RECORDS FOR THIS TASK |
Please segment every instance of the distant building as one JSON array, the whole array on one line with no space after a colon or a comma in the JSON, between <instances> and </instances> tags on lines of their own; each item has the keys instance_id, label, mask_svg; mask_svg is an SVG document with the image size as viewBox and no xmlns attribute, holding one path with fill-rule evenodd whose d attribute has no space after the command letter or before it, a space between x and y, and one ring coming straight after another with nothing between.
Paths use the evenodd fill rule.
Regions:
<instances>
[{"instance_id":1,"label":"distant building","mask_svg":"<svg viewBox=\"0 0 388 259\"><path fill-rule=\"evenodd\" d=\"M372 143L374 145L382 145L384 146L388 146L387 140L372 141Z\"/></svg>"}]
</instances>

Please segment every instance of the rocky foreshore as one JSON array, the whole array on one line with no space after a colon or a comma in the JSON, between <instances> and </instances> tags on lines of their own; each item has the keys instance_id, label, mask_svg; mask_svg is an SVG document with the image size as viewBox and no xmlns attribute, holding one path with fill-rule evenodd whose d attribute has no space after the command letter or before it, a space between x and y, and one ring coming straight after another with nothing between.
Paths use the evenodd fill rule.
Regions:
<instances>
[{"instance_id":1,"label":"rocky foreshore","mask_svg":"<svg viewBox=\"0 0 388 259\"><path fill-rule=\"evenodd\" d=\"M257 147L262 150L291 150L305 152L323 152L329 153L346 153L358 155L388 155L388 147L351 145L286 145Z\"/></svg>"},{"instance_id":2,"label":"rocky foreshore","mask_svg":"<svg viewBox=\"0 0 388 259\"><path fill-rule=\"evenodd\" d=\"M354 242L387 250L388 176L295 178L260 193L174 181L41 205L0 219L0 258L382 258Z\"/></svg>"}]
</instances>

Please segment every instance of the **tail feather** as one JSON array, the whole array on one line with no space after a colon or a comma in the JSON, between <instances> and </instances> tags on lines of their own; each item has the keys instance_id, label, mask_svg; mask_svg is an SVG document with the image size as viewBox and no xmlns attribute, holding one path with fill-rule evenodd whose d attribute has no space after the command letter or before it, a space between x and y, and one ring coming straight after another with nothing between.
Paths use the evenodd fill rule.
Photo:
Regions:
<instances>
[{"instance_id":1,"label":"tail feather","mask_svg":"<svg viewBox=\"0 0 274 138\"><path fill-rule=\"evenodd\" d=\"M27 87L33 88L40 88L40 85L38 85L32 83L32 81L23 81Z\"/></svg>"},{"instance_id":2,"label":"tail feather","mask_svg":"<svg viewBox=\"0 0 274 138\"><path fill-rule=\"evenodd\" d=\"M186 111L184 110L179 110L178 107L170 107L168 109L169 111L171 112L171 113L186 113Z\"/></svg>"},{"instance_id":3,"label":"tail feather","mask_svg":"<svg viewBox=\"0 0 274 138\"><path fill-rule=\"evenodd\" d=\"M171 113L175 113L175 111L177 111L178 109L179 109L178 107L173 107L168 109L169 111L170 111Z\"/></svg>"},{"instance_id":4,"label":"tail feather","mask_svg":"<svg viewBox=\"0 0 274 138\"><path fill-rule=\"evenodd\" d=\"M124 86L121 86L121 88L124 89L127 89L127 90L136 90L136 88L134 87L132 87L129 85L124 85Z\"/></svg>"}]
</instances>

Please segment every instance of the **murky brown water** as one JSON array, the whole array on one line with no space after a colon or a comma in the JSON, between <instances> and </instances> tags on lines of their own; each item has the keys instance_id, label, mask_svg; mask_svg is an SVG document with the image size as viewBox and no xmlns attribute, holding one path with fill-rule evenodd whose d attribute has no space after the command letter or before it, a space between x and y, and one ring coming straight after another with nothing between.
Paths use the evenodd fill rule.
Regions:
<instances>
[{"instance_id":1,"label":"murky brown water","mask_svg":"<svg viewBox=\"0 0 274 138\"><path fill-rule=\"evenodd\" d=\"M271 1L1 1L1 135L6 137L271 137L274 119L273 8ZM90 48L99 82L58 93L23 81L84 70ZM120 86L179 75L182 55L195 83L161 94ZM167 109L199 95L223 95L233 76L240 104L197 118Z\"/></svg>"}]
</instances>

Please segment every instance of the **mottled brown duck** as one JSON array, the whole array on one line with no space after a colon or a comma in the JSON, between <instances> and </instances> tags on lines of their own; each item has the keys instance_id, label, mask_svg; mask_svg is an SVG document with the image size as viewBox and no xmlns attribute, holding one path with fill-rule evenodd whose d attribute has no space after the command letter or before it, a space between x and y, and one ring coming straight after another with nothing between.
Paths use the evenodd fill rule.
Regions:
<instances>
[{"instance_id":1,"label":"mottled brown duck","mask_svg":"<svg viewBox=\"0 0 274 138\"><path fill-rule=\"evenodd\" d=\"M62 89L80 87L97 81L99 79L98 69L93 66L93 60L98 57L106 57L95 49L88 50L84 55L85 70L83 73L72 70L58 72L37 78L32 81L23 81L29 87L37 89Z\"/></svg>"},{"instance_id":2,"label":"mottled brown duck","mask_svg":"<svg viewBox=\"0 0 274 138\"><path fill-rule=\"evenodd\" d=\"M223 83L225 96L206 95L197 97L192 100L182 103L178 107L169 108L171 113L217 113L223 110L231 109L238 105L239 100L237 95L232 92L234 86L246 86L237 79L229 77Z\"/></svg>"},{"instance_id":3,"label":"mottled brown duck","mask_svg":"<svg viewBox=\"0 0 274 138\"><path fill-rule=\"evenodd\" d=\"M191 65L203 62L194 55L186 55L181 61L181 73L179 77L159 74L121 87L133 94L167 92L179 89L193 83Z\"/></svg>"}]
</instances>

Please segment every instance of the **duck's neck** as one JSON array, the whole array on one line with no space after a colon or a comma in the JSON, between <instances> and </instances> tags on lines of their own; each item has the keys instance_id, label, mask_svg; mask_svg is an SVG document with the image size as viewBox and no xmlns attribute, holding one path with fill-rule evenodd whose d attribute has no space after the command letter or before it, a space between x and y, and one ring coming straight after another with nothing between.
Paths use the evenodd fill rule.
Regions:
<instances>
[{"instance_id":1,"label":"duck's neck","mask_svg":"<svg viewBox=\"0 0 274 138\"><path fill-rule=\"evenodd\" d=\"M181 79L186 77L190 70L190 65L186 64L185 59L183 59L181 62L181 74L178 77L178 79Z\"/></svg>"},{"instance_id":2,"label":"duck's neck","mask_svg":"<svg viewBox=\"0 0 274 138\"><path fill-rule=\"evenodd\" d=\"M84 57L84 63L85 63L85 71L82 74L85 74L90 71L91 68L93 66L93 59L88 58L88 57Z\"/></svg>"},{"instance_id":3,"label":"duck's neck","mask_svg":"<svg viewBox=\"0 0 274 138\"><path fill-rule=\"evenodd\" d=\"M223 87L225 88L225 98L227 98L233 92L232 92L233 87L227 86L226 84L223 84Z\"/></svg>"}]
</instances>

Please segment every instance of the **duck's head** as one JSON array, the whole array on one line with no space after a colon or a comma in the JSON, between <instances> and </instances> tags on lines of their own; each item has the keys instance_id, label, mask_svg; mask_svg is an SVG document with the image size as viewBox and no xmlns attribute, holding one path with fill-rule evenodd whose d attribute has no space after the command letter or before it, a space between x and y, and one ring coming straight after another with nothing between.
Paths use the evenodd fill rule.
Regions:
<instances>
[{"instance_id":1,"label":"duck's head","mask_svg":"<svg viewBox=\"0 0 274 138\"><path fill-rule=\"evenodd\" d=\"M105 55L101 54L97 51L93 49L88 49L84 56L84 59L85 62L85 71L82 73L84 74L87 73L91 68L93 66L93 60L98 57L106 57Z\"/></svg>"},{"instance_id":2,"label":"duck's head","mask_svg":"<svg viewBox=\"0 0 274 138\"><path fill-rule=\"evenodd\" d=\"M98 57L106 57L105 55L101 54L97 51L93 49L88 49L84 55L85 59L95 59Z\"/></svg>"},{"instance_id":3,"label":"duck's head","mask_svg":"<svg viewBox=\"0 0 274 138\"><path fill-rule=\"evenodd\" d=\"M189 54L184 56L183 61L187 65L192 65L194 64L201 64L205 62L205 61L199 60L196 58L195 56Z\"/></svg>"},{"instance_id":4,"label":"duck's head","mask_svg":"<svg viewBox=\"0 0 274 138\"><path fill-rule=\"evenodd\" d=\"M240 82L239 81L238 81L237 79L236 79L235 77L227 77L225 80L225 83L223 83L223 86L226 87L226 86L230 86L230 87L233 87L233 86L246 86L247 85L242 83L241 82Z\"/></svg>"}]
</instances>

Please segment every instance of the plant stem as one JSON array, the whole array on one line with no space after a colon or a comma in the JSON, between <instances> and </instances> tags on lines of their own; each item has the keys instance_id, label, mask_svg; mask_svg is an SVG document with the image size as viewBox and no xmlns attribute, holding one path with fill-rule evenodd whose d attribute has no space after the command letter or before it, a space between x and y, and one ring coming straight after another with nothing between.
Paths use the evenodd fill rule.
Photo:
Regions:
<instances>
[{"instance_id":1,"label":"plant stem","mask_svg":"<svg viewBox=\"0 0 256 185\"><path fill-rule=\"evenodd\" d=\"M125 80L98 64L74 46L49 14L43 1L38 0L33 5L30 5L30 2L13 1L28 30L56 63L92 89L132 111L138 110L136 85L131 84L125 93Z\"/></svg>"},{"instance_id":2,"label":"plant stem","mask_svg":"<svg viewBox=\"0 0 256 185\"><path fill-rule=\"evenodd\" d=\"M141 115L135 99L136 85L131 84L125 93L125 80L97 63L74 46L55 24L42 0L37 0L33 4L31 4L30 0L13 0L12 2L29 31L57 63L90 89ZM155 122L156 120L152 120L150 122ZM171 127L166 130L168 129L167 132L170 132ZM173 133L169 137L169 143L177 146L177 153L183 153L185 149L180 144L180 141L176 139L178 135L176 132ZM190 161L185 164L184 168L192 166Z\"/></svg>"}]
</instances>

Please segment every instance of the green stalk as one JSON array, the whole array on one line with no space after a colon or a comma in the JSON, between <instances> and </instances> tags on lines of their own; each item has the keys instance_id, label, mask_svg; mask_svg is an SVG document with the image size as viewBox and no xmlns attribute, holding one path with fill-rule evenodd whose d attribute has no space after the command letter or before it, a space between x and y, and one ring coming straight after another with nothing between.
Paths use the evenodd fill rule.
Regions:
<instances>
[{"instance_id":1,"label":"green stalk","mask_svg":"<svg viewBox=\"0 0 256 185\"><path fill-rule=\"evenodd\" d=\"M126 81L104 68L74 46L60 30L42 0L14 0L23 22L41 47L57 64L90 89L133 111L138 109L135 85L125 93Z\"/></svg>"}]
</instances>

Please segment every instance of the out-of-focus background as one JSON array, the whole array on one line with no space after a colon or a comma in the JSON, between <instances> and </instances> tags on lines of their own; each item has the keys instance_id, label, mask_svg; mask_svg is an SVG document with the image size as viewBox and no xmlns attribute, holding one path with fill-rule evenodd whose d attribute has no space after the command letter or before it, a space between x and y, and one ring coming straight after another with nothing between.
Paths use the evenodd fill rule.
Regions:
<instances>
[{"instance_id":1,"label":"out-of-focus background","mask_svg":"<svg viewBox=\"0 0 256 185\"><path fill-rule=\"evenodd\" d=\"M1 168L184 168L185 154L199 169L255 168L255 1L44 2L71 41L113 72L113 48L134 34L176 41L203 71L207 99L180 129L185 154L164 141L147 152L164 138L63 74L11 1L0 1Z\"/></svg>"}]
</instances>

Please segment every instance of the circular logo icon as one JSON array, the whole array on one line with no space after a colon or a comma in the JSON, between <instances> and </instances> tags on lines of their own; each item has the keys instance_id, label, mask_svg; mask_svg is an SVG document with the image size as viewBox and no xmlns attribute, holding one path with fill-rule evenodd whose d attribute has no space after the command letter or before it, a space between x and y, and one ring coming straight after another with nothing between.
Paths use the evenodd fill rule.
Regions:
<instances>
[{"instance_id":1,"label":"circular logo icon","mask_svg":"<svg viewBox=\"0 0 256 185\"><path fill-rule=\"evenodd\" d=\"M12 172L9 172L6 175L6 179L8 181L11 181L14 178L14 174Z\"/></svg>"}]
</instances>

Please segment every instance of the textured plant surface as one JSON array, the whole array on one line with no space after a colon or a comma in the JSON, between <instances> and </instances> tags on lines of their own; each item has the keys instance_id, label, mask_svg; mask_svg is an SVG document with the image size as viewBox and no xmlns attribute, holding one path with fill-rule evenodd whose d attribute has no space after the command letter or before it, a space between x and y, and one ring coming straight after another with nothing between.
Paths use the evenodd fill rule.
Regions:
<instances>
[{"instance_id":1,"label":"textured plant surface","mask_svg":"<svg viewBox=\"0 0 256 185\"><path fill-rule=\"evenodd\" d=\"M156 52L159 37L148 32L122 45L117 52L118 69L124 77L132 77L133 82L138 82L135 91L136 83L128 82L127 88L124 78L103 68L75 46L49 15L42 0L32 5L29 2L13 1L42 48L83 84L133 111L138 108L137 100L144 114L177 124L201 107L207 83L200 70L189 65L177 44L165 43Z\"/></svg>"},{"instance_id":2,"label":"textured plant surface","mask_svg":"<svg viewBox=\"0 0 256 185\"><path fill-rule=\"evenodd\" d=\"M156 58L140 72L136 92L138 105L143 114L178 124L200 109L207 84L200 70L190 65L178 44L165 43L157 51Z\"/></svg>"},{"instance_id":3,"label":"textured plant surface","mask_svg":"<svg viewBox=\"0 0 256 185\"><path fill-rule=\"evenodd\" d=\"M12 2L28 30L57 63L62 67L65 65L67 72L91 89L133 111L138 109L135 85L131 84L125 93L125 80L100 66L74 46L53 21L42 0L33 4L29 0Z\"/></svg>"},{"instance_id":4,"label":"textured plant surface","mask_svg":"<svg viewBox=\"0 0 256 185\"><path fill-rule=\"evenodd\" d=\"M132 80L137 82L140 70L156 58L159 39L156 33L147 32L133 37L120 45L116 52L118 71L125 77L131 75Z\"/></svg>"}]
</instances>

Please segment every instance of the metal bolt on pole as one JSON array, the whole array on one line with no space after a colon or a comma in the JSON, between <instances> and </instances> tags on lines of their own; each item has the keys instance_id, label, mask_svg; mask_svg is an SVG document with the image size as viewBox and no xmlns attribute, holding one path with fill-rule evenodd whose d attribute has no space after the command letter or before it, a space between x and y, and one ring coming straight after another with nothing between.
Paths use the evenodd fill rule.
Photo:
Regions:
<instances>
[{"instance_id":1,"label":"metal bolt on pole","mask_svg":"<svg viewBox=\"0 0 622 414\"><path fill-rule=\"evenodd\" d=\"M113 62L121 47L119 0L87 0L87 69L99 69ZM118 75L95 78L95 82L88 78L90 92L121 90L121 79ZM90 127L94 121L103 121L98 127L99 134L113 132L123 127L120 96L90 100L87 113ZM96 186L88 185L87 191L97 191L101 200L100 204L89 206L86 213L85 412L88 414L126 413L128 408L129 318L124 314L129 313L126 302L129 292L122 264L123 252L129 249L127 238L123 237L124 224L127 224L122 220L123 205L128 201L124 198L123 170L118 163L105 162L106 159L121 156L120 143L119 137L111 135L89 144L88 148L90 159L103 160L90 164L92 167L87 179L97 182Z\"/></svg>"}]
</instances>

BRIEF |
Locate the line that contains "Please segment every instance of the metal". Repeat it and every line after it, up to and including the final line, exactly.

COMPLETE RESPONSE |
Please segment every instance of the metal bolt on pole as one JSON array, the whole array on one line with no space after a colon or a comma in the JSON, between <instances> and </instances> tags on lines of their own; each item has the keys instance_id, label, mask_svg; mask_svg is an SVG document with the image size as viewBox and no xmlns attribute, holding one path with fill-rule evenodd whose d attribute has no space after the command letter or before it, a space between x and y, and one ring coming straight after another with nothing between.
Paths use the evenodd fill rule.
Photo:
Regions:
<instances>
[{"instance_id":1,"label":"metal bolt on pole","mask_svg":"<svg viewBox=\"0 0 622 414\"><path fill-rule=\"evenodd\" d=\"M113 62L121 47L119 0L87 0L87 69L99 69ZM118 75L95 78L95 82L88 78L90 92L121 90L121 79ZM90 127L94 121L103 121L98 127L99 134L113 132L123 127L120 96L90 100L87 113ZM96 186L88 185L87 191L97 191L101 200L100 204L89 206L86 213L85 412L88 414L126 413L128 408L129 318L124 314L129 313L126 302L129 292L122 264L123 252L129 249L127 238L123 237L124 224L127 224L122 220L123 205L128 201L124 198L123 170L118 163L105 162L106 159L121 156L120 143L119 137L111 135L89 144L88 148L90 159L103 160L90 164L92 167L87 179L97 182Z\"/></svg>"}]
</instances>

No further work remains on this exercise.